- Text to read
┄┄┄┄┄┄┄┄┄┄┄┄┄┄┄┄┄┄┄┄
Context is also important on a wider level. Political veterans know that states and counties perform at a generally predictable level. Politically speaking, states don’t swing wildly between parties. They have a political culture and vote within a general range, evolving over decades. Much of the state level media polling this year was unbelievable on its face, simply based on historical knowledge of the long arc of a state’s voting behavior. 

There are parallels here to commercial market research. Wider knowledge of consumer behavior, of past marketing campaigns, and years of focus groups with consumers provides skilled researchers the ability to contextualize quantitative information, placing this information within a wider set of knowledge. The research industry often calls this process “triangulation” – contextualizing core survey findings by synthesizing that knowledge with additional, external data and observations.

  • Analyzing:

Unfortunately, most media polls focus on basic horse race coverage – candidate A xx% and candidate B yy%. Most people think this is how a pollster analyzes the data, but that is not the case. Instead, pollsters analyze ballot support (a) by target group and (b) by turnout propensity and past vote behavior. When analyzing by target group, a pollster compares current ballot support levels and the spread against target. In practical terms this means that if your candidate historically needs x% of a media market or y% of union households or z% of black voters, then you know where you are under vs overperforming and where you need to focus. Most people intuit this, but if coverage of a media poll doesn’t go into that level of depth or provide the crosstabs or data file, then these critical bits of data cannot be interrogated. The more complex analysis is the latter – estimated turnout. And I suspect this is also where some error crept into the media polls.
┄┄┄┄┄┄┄┄┄┄┄┄┄┄┄┄┄┄┄┄
- Provided material

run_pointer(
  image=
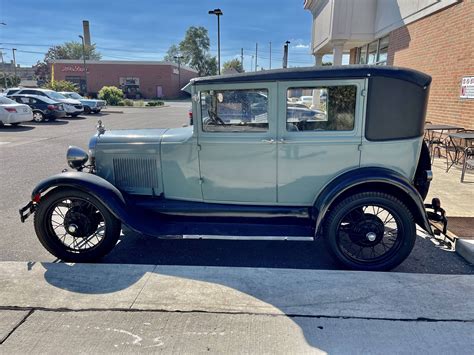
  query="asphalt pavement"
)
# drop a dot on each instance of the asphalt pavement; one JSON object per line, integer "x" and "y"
{"x": 35, "y": 151}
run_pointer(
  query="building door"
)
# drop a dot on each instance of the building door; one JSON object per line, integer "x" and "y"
{"x": 237, "y": 156}
{"x": 159, "y": 91}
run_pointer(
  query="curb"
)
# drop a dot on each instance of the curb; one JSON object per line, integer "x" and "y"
{"x": 465, "y": 248}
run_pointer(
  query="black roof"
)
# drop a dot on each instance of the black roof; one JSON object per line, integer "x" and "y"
{"x": 323, "y": 72}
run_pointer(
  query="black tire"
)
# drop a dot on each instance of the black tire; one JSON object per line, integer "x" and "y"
{"x": 353, "y": 230}
{"x": 48, "y": 235}
{"x": 38, "y": 116}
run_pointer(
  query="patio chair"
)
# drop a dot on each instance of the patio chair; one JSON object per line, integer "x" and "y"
{"x": 454, "y": 150}
{"x": 469, "y": 157}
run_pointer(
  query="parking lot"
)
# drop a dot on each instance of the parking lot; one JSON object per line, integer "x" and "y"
{"x": 35, "y": 151}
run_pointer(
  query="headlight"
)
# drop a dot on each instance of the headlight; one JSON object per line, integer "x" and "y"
{"x": 76, "y": 157}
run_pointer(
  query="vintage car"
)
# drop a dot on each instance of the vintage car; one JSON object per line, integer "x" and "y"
{"x": 356, "y": 175}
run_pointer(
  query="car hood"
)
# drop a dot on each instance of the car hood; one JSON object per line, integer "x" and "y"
{"x": 68, "y": 101}
{"x": 149, "y": 135}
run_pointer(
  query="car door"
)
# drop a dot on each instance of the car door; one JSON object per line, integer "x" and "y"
{"x": 319, "y": 142}
{"x": 237, "y": 127}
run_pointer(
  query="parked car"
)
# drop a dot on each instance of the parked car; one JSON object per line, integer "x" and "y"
{"x": 13, "y": 113}
{"x": 357, "y": 179}
{"x": 90, "y": 105}
{"x": 10, "y": 91}
{"x": 43, "y": 108}
{"x": 72, "y": 107}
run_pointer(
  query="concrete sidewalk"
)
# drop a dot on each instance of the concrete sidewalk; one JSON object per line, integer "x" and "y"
{"x": 175, "y": 309}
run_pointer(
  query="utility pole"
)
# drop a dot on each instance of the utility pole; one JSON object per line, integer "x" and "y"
{"x": 3, "y": 70}
{"x": 256, "y": 58}
{"x": 218, "y": 13}
{"x": 14, "y": 61}
{"x": 179, "y": 57}
{"x": 270, "y": 55}
{"x": 285, "y": 54}
{"x": 84, "y": 58}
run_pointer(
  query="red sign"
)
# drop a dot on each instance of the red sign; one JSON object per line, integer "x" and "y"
{"x": 73, "y": 68}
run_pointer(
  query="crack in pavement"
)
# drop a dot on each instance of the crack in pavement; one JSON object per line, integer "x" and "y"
{"x": 289, "y": 315}
{"x": 23, "y": 320}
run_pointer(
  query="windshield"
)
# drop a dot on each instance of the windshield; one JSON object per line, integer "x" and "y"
{"x": 74, "y": 95}
{"x": 55, "y": 95}
{"x": 6, "y": 101}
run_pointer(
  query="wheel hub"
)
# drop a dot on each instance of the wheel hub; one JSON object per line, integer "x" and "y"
{"x": 368, "y": 231}
{"x": 78, "y": 223}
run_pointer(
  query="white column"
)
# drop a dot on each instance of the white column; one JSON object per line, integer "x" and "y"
{"x": 318, "y": 60}
{"x": 338, "y": 48}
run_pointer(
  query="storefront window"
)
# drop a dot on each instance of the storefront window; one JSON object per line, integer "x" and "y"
{"x": 374, "y": 53}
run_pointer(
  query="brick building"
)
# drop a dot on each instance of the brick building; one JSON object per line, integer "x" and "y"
{"x": 433, "y": 36}
{"x": 148, "y": 79}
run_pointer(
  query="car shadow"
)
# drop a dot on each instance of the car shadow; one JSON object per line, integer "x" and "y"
{"x": 19, "y": 128}
{"x": 50, "y": 123}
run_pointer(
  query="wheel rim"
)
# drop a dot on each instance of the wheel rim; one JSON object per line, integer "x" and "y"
{"x": 369, "y": 233}
{"x": 77, "y": 224}
{"x": 38, "y": 117}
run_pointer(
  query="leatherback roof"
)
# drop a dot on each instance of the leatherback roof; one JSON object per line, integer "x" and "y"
{"x": 324, "y": 72}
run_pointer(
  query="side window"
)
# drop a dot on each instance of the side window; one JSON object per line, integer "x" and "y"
{"x": 234, "y": 110}
{"x": 329, "y": 108}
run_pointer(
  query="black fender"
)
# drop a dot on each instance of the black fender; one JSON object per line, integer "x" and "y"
{"x": 104, "y": 191}
{"x": 371, "y": 179}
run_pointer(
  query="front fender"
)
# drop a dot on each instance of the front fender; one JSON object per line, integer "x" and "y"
{"x": 372, "y": 179}
{"x": 101, "y": 189}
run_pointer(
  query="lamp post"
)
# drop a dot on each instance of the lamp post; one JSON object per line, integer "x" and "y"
{"x": 84, "y": 58}
{"x": 178, "y": 58}
{"x": 218, "y": 13}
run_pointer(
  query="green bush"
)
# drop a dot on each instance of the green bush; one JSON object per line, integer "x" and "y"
{"x": 61, "y": 85}
{"x": 127, "y": 102}
{"x": 113, "y": 95}
{"x": 155, "y": 103}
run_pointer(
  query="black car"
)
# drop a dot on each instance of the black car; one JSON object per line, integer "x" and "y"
{"x": 43, "y": 107}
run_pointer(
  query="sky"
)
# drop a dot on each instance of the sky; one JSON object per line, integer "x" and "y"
{"x": 144, "y": 30}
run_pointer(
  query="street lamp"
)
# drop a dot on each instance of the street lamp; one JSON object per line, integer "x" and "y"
{"x": 218, "y": 13}
{"x": 84, "y": 58}
{"x": 178, "y": 58}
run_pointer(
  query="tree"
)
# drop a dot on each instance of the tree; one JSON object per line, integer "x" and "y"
{"x": 234, "y": 64}
{"x": 72, "y": 50}
{"x": 61, "y": 85}
{"x": 195, "y": 51}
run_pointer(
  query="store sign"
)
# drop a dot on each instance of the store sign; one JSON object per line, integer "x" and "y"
{"x": 73, "y": 68}
{"x": 467, "y": 87}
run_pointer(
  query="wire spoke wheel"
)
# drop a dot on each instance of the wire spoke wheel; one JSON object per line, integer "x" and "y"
{"x": 77, "y": 224}
{"x": 368, "y": 233}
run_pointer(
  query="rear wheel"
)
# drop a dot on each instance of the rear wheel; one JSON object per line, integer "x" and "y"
{"x": 38, "y": 116}
{"x": 370, "y": 231}
{"x": 74, "y": 226}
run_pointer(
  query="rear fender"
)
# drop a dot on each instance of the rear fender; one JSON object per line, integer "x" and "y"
{"x": 371, "y": 179}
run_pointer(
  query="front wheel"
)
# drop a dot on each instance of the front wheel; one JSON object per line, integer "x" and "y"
{"x": 74, "y": 226}
{"x": 370, "y": 231}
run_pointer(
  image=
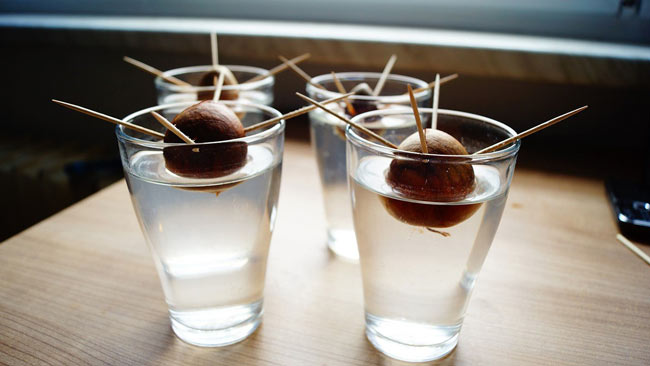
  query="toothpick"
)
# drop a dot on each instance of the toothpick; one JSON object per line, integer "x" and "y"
{"x": 418, "y": 121}
{"x": 163, "y": 121}
{"x": 436, "y": 97}
{"x": 214, "y": 48}
{"x": 341, "y": 90}
{"x": 153, "y": 70}
{"x": 531, "y": 131}
{"x": 283, "y": 66}
{"x": 432, "y": 84}
{"x": 108, "y": 118}
{"x": 633, "y": 248}
{"x": 296, "y": 113}
{"x": 300, "y": 72}
{"x": 384, "y": 75}
{"x": 218, "y": 83}
{"x": 369, "y": 132}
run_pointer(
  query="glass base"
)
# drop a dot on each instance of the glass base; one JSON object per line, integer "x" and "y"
{"x": 411, "y": 342}
{"x": 217, "y": 327}
{"x": 343, "y": 243}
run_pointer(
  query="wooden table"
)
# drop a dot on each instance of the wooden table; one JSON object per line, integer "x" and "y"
{"x": 80, "y": 287}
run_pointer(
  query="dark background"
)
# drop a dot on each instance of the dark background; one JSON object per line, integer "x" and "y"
{"x": 52, "y": 157}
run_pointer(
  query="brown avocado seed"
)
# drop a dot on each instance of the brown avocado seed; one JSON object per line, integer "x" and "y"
{"x": 431, "y": 181}
{"x": 208, "y": 80}
{"x": 207, "y": 121}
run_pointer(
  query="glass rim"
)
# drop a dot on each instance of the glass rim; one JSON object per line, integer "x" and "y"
{"x": 372, "y": 76}
{"x": 274, "y": 130}
{"x": 383, "y": 150}
{"x": 269, "y": 80}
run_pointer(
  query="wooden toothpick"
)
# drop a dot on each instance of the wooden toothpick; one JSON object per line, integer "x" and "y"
{"x": 531, "y": 131}
{"x": 296, "y": 113}
{"x": 384, "y": 75}
{"x": 300, "y": 72}
{"x": 154, "y": 71}
{"x": 633, "y": 248}
{"x": 418, "y": 121}
{"x": 163, "y": 121}
{"x": 369, "y": 132}
{"x": 432, "y": 84}
{"x": 108, "y": 118}
{"x": 218, "y": 85}
{"x": 214, "y": 49}
{"x": 283, "y": 66}
{"x": 436, "y": 97}
{"x": 341, "y": 90}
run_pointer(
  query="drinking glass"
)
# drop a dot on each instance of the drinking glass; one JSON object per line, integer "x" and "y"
{"x": 420, "y": 255}
{"x": 209, "y": 237}
{"x": 259, "y": 92}
{"x": 328, "y": 141}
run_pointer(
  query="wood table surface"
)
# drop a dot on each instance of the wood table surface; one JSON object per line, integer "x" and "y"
{"x": 80, "y": 288}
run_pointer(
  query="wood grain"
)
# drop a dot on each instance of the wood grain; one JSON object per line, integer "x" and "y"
{"x": 80, "y": 288}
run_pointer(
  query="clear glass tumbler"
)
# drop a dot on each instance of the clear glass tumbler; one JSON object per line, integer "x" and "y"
{"x": 209, "y": 237}
{"x": 421, "y": 251}
{"x": 259, "y": 92}
{"x": 328, "y": 141}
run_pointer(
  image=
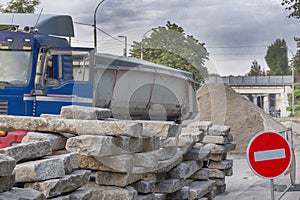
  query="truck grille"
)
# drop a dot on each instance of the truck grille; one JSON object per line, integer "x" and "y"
{"x": 3, "y": 107}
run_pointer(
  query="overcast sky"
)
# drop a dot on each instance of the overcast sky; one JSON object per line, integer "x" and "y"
{"x": 236, "y": 32}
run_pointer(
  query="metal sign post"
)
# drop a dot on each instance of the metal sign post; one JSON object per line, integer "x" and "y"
{"x": 269, "y": 156}
{"x": 272, "y": 189}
┄┄┄┄┄┄┄┄┄┄┄┄┄┄┄┄┄┄┄┄
Copy out the passage on polling from "Context is also" up to and including "state’s voting behavior.", word for word.

Context is also important on a wider level. Political veterans know that states and counties perform at a generally predictable level. Politically speaking, states don’t swing wildly between parties. They have a political culture and vote within a general range, evolving over decades. Much of the state level media polling this year was unbelievable on its face, simply based on historical knowledge of the long arc of a state’s voting behavior.